=== Document segment ===

[start]

Saturday, July 16, 2011

watermelon, pumpkin, cantaloupe and squash

Over the winter we read Amy Goldman's books on growing heirloom varieties of tomatoes, squash and melons. Featuring gorgeous photos and detailed descriptions of growth habit and fruit size, dimension, color and use, these books are garden porn for small growers like us. We want to help our native bee population healthy, and what better way to do it than planting a variety of things native to this part of the world! Some varities from other parts of the world too.

The tomato plants look great with lots of green fruit on them. This week we have a couple of red tomatoes, which means next week a few more and August a flood! Collecting glass jars for canning.

We studied a lot about how to get maximum production on the squash and melons. We have 4 kinds each of pumpkins, cantaloupe, winter squash, summer squash and watermelon in the ground. Our greatest challenge isthe bugs that love to eat the stems of these plants, so we keep an eye on them and plant after the bugs lay their devouring babies. Because we grow for a CSA and are not racing to be first to market we don't feel the push to plant early and spray insecticides, organic or other, to keep the bugs at bay. Many of the fruit from these plants keep for months in a cool place, so our efforts go into keeping plants healthy and not having early crops. We can eat much of these all winter long!

[end]

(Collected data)
[start]

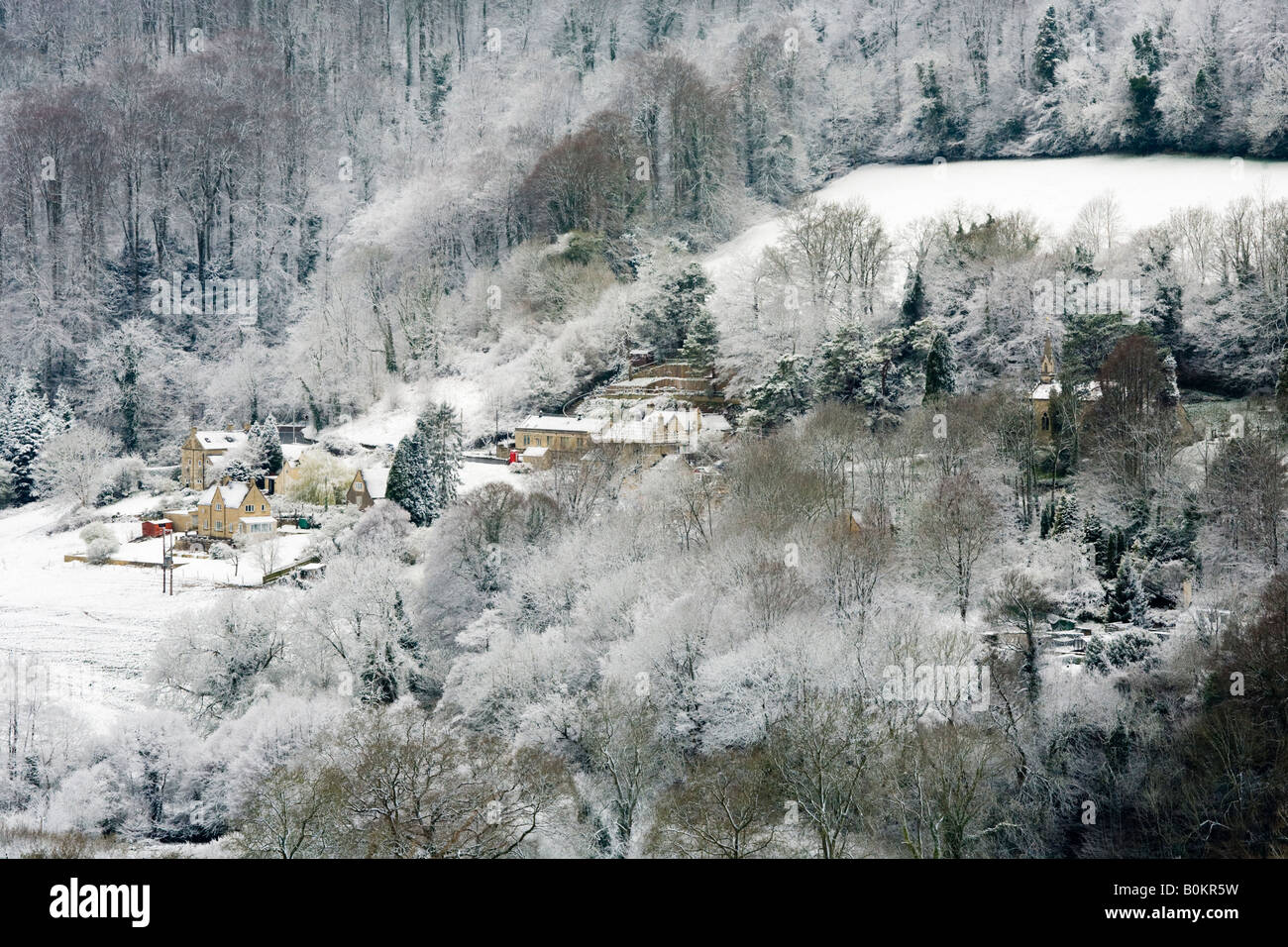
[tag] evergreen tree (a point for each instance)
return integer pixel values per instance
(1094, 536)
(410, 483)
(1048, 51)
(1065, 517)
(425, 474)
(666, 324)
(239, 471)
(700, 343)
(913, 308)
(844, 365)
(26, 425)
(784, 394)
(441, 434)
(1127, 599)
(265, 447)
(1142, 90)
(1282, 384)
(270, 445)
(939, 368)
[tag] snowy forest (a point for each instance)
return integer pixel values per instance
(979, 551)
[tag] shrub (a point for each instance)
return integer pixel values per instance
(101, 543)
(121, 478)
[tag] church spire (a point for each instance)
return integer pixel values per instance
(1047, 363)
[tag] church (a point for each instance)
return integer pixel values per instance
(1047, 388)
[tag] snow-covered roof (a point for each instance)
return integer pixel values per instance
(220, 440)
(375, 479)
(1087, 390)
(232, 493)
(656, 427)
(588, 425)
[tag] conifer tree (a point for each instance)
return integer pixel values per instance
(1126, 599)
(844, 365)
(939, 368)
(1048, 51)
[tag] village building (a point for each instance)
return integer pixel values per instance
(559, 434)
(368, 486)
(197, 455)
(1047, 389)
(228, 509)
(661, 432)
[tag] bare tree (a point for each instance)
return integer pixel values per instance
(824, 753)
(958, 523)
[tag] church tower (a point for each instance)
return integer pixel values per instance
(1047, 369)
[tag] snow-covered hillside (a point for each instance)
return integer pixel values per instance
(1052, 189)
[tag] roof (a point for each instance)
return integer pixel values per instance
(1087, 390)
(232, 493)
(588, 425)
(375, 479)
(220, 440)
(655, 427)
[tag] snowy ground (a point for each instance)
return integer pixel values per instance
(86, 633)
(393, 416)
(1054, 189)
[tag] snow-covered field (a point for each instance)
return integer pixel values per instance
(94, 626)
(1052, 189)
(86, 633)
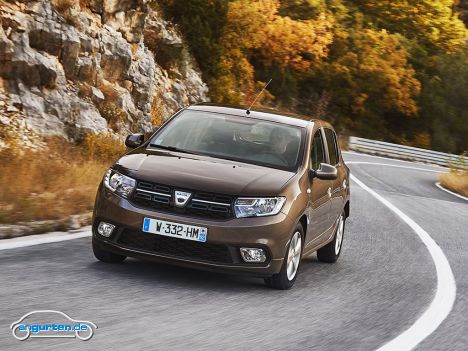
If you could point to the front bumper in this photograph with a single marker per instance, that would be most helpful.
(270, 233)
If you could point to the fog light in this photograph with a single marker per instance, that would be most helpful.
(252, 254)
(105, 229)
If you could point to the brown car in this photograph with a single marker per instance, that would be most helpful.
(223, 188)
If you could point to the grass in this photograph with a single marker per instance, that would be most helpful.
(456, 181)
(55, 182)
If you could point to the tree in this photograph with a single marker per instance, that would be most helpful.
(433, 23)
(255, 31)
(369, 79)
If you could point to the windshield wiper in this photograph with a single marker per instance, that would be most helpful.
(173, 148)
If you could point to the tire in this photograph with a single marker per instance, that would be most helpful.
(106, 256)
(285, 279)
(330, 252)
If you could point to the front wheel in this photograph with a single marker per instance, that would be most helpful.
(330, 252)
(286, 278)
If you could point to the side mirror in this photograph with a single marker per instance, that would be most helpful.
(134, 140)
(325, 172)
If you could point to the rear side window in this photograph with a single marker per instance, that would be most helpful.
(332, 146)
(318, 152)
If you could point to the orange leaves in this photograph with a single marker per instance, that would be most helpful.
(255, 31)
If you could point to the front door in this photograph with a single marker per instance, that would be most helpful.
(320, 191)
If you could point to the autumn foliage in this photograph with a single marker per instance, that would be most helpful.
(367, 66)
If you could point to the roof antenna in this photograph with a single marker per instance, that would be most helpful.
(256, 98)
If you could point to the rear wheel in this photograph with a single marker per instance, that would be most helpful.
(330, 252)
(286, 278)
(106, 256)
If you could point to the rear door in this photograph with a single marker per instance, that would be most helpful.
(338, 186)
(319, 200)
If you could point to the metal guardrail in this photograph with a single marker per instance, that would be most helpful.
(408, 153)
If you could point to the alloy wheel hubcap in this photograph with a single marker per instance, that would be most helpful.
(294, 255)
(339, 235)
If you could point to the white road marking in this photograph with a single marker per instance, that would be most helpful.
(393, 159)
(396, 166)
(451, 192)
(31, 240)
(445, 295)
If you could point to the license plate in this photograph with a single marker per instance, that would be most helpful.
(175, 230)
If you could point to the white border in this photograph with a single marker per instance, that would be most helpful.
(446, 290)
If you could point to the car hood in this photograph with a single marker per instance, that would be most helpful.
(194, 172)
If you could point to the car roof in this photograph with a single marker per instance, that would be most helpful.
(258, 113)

[end]

=== Instruction 1 ===
Rewrite everything in the garden post from "We studied a" down to "all winter long!", replacing "insecticides" with "pesticides".
=== Instruction 2 ===
According to the garden post, how many kinds of each crop are in the ground?

=== Expected output 1 ===
We studied a lot about how to get maximum production on the squash and melons. We have 4 kinds each of pumpkins, cantaloupe, winter squash, summer squash and watermelon in the ground. Our greatest challenge isthe bugs that love to eat the stems of these plants, so we keep an eye on them and plant after the bugs lay their devouring babies. Because we grow for a CSA and are not racing to be first to market we don't feel the push to plant early and spray pesticides, organic or other, to keep the bugs at bay. Many of the fruit from these plants keep for months in a cool place, so our efforts go into keeping plants healthy and not having early crops. We can eat much of these all winter long!

=== Expected output 2 ===
Four kinds each of pumpkins, cantaloupe, winter squash, summer squash and watermelon.